**** DATA FOR THIS EXERCISE ****
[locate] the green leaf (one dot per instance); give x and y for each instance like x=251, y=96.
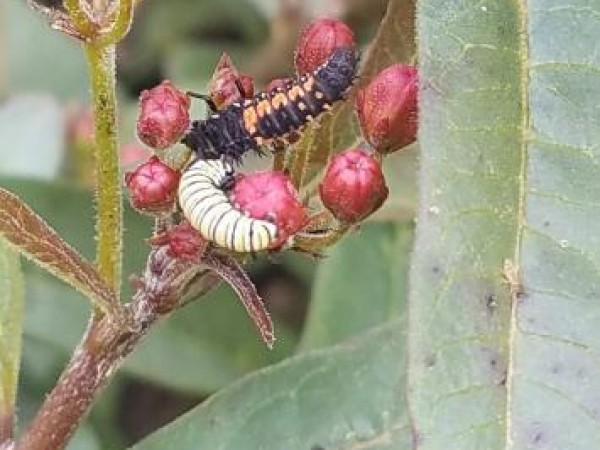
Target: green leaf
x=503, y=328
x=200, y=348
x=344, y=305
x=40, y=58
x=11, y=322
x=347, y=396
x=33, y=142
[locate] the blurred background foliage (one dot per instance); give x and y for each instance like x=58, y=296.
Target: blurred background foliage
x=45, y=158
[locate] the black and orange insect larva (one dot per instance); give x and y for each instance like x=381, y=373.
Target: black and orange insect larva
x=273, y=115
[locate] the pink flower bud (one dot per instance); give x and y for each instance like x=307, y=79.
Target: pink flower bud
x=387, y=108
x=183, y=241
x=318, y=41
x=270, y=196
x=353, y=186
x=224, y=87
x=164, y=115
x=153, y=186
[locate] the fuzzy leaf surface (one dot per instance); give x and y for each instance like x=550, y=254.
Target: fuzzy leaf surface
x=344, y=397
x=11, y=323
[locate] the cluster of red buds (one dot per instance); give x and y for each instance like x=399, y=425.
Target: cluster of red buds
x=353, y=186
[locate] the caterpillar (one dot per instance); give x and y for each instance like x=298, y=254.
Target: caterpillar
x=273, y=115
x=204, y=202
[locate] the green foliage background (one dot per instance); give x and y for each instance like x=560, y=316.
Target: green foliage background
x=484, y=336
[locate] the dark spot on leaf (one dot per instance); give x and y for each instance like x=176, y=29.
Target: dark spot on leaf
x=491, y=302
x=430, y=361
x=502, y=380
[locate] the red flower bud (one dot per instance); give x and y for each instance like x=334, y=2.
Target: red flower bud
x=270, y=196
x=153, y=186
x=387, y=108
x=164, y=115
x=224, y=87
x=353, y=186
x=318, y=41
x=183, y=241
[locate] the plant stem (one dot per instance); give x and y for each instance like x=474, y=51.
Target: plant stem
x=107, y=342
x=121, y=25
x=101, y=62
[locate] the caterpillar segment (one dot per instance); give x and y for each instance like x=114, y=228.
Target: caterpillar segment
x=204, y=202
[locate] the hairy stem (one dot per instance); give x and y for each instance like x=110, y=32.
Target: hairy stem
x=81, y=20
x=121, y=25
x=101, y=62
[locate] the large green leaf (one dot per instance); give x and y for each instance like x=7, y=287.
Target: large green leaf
****
**** DATA FOR THIS EXERCISE ****
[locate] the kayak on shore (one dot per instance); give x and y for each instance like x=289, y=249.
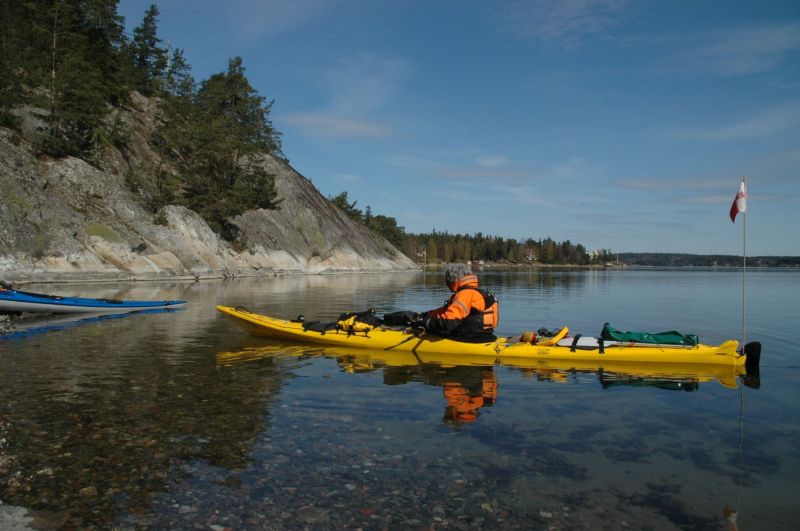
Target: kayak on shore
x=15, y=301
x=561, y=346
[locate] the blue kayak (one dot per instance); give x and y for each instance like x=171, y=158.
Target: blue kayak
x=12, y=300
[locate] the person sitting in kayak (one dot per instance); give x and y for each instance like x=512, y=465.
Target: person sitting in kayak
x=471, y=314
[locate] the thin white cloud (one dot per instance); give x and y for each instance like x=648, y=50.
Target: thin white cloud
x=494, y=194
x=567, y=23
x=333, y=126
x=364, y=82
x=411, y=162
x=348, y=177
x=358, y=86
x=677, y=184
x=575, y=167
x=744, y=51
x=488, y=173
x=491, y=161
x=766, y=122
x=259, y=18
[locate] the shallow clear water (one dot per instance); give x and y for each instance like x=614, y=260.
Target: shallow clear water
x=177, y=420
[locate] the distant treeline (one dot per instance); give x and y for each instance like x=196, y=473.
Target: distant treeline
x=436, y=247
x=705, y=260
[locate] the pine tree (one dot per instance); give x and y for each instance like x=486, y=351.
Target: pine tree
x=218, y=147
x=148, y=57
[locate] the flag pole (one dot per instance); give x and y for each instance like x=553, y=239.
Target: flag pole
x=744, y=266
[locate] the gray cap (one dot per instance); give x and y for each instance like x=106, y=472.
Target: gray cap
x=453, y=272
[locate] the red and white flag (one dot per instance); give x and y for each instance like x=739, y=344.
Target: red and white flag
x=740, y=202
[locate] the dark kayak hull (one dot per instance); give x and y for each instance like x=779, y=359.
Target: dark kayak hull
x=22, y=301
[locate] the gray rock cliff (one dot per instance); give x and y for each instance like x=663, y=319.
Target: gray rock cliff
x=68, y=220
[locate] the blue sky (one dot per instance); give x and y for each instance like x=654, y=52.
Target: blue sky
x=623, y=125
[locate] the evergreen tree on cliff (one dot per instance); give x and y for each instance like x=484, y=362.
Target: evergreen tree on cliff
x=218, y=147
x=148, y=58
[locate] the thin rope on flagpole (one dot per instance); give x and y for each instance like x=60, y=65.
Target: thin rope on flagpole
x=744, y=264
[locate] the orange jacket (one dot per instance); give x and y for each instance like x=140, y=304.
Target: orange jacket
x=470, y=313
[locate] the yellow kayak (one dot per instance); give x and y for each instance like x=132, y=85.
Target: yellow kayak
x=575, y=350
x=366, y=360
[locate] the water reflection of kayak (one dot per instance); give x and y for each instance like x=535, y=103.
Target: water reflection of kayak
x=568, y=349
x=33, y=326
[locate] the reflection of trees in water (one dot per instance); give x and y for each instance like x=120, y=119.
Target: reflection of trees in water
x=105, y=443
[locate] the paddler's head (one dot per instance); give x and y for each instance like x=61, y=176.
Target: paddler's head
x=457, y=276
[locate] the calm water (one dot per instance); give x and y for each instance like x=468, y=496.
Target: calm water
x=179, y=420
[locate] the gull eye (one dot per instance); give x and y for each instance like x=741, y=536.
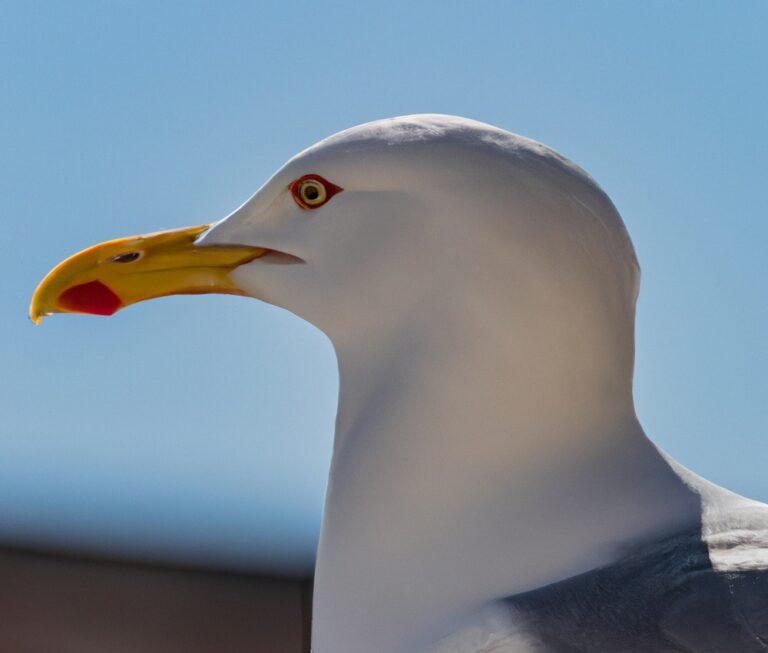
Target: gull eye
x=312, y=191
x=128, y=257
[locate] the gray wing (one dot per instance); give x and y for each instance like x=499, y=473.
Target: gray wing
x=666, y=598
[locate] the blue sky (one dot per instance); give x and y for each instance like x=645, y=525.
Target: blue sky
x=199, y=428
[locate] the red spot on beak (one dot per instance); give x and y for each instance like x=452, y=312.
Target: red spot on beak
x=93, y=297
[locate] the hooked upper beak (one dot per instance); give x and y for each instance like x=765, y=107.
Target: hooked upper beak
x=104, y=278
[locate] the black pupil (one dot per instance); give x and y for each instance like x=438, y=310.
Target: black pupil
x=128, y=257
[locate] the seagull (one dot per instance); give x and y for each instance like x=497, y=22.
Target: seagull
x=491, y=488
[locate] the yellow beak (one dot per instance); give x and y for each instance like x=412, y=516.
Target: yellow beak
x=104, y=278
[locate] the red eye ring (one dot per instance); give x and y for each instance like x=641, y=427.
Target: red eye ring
****
**** DATA FOR THIS EXERCISE ****
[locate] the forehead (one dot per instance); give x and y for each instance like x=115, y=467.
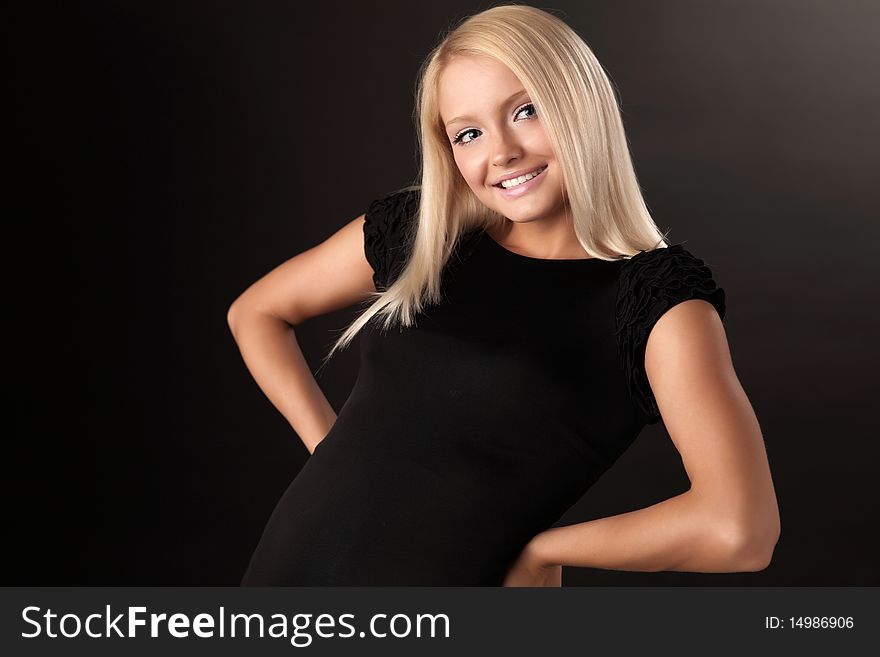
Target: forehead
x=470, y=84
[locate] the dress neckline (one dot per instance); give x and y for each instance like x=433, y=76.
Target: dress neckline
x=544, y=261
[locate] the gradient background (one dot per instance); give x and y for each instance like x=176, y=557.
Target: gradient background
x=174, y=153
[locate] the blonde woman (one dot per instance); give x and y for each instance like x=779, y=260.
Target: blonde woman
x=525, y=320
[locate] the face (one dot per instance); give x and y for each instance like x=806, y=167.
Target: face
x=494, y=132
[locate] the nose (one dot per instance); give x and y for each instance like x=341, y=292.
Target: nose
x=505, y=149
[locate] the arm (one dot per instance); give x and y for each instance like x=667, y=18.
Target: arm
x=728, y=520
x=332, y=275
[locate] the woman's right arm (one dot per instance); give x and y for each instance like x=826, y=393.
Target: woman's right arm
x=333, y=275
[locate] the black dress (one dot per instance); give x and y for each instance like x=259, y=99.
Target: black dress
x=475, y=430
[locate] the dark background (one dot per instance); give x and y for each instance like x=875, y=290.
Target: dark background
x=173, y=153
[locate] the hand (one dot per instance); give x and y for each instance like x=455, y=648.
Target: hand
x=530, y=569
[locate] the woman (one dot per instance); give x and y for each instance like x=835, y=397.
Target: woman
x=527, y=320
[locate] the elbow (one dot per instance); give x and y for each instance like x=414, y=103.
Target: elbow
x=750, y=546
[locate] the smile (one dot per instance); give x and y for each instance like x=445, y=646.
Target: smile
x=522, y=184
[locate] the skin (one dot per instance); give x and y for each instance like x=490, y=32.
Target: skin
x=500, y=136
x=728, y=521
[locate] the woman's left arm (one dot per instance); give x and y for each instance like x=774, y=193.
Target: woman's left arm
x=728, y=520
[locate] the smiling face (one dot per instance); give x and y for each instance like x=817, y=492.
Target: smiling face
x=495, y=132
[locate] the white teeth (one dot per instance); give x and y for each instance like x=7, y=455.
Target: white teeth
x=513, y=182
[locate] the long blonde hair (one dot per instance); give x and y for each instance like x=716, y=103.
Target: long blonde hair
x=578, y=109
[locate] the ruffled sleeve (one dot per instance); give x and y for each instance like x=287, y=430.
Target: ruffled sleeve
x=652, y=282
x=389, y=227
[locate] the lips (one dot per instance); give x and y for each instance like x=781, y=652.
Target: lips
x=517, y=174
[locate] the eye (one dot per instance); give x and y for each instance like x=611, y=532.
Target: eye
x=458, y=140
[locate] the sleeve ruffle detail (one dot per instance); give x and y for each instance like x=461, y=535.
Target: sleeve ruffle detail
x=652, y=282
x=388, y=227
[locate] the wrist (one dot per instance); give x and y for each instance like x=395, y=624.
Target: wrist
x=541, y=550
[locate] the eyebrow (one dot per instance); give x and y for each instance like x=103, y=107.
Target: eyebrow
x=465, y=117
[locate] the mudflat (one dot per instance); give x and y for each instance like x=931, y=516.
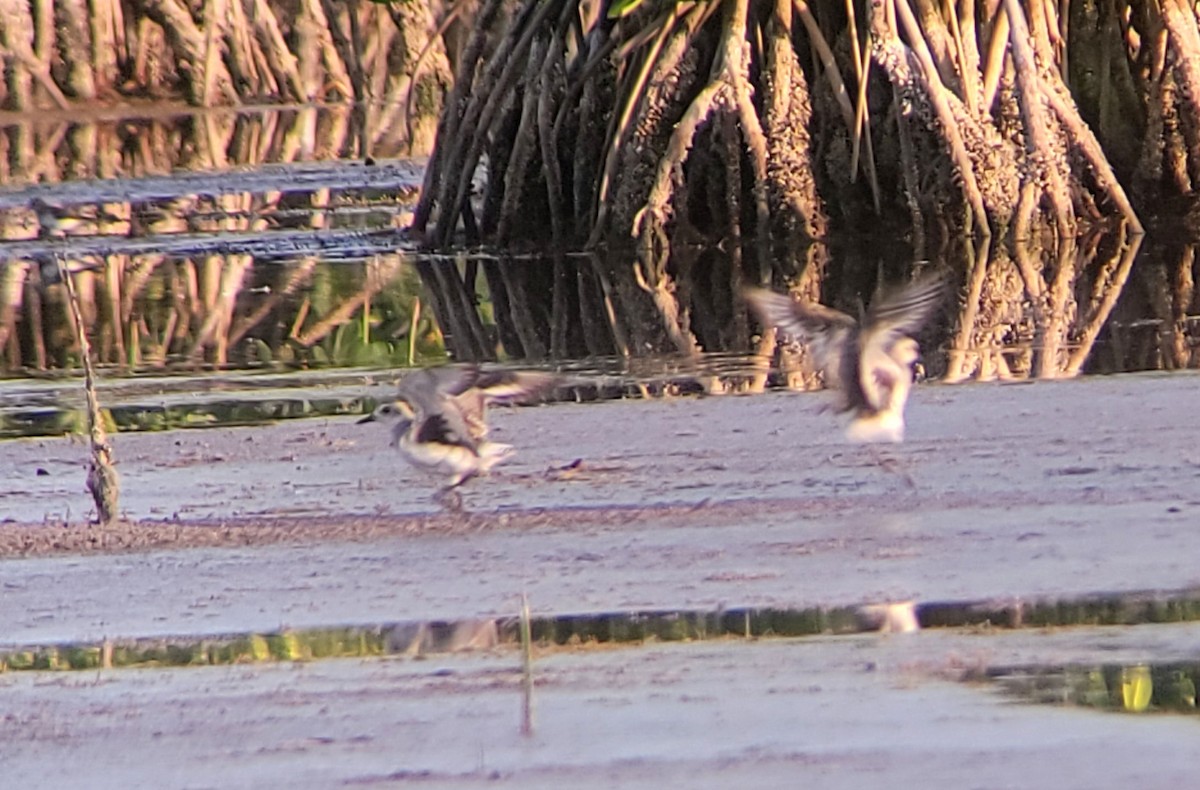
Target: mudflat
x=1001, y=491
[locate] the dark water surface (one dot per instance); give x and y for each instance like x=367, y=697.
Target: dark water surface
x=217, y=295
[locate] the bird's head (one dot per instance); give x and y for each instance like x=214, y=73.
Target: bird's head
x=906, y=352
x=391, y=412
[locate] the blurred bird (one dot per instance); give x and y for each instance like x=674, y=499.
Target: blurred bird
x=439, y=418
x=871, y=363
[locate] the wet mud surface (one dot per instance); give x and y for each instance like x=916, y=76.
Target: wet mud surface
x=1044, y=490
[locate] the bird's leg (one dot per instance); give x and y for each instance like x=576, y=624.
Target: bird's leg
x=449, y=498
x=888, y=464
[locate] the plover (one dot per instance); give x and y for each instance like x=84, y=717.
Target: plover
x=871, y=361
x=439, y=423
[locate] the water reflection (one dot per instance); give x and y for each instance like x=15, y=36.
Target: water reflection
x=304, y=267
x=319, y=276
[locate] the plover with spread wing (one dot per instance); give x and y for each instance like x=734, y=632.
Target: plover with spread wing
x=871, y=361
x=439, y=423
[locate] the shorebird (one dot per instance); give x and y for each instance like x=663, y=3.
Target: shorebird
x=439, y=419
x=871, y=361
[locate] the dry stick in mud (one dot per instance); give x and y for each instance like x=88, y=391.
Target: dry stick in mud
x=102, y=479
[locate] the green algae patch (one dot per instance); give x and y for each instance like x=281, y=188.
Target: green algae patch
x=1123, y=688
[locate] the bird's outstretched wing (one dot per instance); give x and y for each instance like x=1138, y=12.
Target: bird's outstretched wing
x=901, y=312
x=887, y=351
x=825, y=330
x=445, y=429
****
Copy the material between the lines holding "[locate] the woman's right" and "x=578, y=109", inclusive, keeping every line, requests included. Raise each x and y coordinate in the answers by 90, and leave the numbers in the requests and their format samples as they are.

[locate] the woman's right arm (one dot per instance); give x and y for each instance like x=826, y=393.
Target: woman's right arm
x=423, y=365
[locate] the black dress (one dot per instance); give x and y for each instance like x=259, y=99.
Target: black dress
x=565, y=520
[locate] the dark background (one dot per instance); give x and y for each instance like x=875, y=290.
Target: dark background
x=263, y=243
[locate] the hand (one dot per instance); give x and y for each instance like x=455, y=648.
Target: hand
x=620, y=659
[locate] the woman (one dot per instance); give x and y for each instance like x=835, y=397.
Target: woman
x=617, y=410
[locate] the elbow (one dot per instance); give x and y for each instance like x=414, y=103.
Target: elbow
x=840, y=636
[locate] the smile (one dot per instance); give x and y for each instance like x=445, y=646.
Target: smile
x=612, y=274
[locate] the skin (one dot per instance); give x and y for each instance like x=490, y=32.
Target: skin
x=590, y=226
x=818, y=611
[locate] the woman's left arm (one dot per instance); give x and y for each instance like x=774, y=193.
Target: woman's left arm
x=818, y=610
[locate] the smiling face (one dot per instance); give x and y for each instance like x=817, y=492.
Target: smiling face
x=585, y=222
[locate] the white teeth (one dot per instance); give x and y for each instance like x=7, y=455.
Target: white teeth
x=603, y=272
[locate] the long blonde hair (one dot per instance); give x and y for each instance like x=716, y=103.
Target: long blonde hair
x=668, y=199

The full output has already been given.